══ Excerpted passage ══
Two of Switzerland's longest established international
trading houses DKSH and Desco have agreed to
integrate Desco Group's marketing, distribution and
trading operations into DKSH. To this end, DKSH
Group will be acquiring a 100% stake in Desco
Rohstoffe Holding and Desco Asia Pacific Holding. By
doing this DKSH is building up its position as a
leading force in the market expansion services
industry in Asia. In future Desco Group will
concentrate primarily on developing its watchmaking
business Maurice Lacroix. Both companies are
therefore strengthening their core businesses.
═══
Write out the passage about the DKSH and Desco deal word for word, starting with "Two of Switzerland's" and going on through "their core businesses.". Rely only on the passage itself.
══ Material shown ══
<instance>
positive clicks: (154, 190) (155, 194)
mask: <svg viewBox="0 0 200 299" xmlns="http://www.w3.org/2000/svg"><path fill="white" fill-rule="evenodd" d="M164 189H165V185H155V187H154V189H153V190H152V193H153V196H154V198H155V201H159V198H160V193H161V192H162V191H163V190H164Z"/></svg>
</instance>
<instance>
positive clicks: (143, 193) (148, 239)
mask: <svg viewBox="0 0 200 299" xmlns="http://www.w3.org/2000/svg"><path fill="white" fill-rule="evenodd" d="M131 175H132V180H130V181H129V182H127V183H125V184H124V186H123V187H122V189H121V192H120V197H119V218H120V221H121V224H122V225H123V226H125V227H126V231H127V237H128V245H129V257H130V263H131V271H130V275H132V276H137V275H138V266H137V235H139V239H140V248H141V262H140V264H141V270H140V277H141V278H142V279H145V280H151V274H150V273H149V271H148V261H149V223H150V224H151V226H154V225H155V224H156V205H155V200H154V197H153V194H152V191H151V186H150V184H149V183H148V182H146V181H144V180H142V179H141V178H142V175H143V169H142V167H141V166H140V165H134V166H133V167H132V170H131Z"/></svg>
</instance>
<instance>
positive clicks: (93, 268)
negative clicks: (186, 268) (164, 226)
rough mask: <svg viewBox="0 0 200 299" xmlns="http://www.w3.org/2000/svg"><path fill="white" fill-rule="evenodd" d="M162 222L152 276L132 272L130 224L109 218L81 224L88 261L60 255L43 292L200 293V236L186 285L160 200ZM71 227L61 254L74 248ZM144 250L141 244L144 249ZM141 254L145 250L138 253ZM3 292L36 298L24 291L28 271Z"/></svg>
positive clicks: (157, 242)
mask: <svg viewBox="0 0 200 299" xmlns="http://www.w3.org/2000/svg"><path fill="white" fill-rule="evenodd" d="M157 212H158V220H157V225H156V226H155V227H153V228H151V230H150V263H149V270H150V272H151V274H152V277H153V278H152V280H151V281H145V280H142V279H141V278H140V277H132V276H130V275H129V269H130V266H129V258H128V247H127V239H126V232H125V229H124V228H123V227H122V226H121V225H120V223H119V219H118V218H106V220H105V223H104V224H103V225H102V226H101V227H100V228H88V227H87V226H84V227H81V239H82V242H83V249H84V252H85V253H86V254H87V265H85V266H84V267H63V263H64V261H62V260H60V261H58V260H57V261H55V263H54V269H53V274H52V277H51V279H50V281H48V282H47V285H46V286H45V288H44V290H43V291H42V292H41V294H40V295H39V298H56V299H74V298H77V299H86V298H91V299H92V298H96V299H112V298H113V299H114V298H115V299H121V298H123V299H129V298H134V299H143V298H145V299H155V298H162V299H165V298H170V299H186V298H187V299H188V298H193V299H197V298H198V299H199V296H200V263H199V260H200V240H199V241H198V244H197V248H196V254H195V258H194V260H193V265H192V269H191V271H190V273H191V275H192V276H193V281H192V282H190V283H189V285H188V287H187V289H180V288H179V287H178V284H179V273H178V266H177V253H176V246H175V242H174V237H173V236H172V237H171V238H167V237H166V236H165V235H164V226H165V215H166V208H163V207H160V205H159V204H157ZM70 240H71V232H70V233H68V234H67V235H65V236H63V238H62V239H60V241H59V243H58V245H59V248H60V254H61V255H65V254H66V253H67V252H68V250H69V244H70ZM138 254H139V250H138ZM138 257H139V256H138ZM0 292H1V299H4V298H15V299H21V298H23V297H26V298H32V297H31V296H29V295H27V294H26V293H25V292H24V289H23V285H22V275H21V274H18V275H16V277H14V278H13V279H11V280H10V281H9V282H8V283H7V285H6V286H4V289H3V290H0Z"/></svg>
═══
══ Material shown ══
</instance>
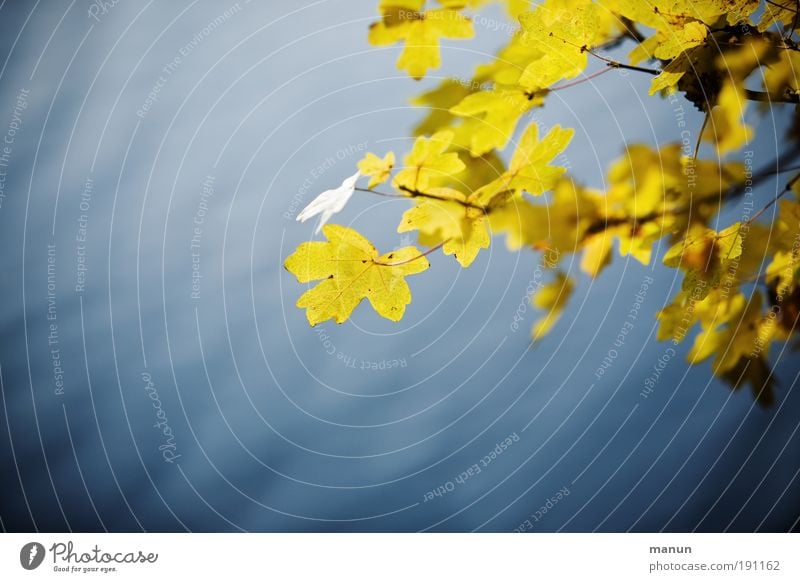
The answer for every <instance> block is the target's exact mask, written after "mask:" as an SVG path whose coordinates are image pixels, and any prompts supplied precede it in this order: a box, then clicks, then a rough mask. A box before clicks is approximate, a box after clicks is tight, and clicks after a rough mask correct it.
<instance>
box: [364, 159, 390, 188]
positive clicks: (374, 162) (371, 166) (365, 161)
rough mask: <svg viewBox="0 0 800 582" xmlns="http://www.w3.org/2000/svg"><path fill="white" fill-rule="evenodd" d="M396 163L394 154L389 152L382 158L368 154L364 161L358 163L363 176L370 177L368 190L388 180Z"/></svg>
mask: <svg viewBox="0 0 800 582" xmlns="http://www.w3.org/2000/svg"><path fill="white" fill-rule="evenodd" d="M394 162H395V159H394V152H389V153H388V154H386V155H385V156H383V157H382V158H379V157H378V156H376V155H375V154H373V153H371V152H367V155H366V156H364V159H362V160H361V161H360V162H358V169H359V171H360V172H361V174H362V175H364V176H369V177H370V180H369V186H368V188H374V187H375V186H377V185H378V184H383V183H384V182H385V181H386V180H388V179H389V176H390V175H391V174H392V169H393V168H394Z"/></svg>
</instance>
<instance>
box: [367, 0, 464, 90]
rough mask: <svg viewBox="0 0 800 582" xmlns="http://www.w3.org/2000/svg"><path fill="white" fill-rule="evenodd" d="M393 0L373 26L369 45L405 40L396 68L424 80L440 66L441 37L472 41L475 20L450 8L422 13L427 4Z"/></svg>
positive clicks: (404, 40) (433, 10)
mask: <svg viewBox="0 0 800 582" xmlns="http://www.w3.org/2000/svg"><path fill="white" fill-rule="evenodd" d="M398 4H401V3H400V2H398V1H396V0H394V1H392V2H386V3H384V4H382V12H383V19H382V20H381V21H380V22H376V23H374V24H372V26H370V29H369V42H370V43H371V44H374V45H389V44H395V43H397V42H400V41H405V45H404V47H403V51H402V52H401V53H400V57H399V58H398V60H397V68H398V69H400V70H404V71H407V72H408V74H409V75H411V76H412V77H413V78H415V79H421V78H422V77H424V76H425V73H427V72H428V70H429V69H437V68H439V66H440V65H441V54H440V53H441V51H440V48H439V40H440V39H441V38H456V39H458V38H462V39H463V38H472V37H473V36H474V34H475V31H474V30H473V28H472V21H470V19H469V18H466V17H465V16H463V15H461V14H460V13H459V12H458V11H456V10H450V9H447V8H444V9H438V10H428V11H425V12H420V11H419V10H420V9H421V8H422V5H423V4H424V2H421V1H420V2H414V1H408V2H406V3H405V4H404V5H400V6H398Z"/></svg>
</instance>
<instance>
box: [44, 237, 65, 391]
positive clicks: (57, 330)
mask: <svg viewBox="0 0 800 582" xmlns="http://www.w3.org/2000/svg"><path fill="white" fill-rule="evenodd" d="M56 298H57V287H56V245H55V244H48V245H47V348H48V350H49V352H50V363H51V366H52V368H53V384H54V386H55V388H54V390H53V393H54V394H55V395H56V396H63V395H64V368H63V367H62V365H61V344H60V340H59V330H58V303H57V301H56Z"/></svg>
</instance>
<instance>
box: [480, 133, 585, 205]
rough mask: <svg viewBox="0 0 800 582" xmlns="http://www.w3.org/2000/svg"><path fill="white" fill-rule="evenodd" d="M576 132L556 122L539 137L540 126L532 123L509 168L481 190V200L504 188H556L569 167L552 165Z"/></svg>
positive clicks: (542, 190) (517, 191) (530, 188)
═══
— Exercise response —
Two of Switzerland's longest established international
trading houses DKSH and Desco have agreed to
integrate Desco Group's marketing, distribution and
trading operations into DKSH. To this end, DKSH
Group will be acquiring a 100% stake in Desco
Rohstoffe Holding and Desco Asia Pacific Holding. By
doing this DKSH is building up its position as a
leading force in the market expansion services
industry in Asia. In future Desco Group will
concentrate primarily on developing its watchmaking
business Maurice Lacroix. Both companies are
therefore strengthening their core businesses.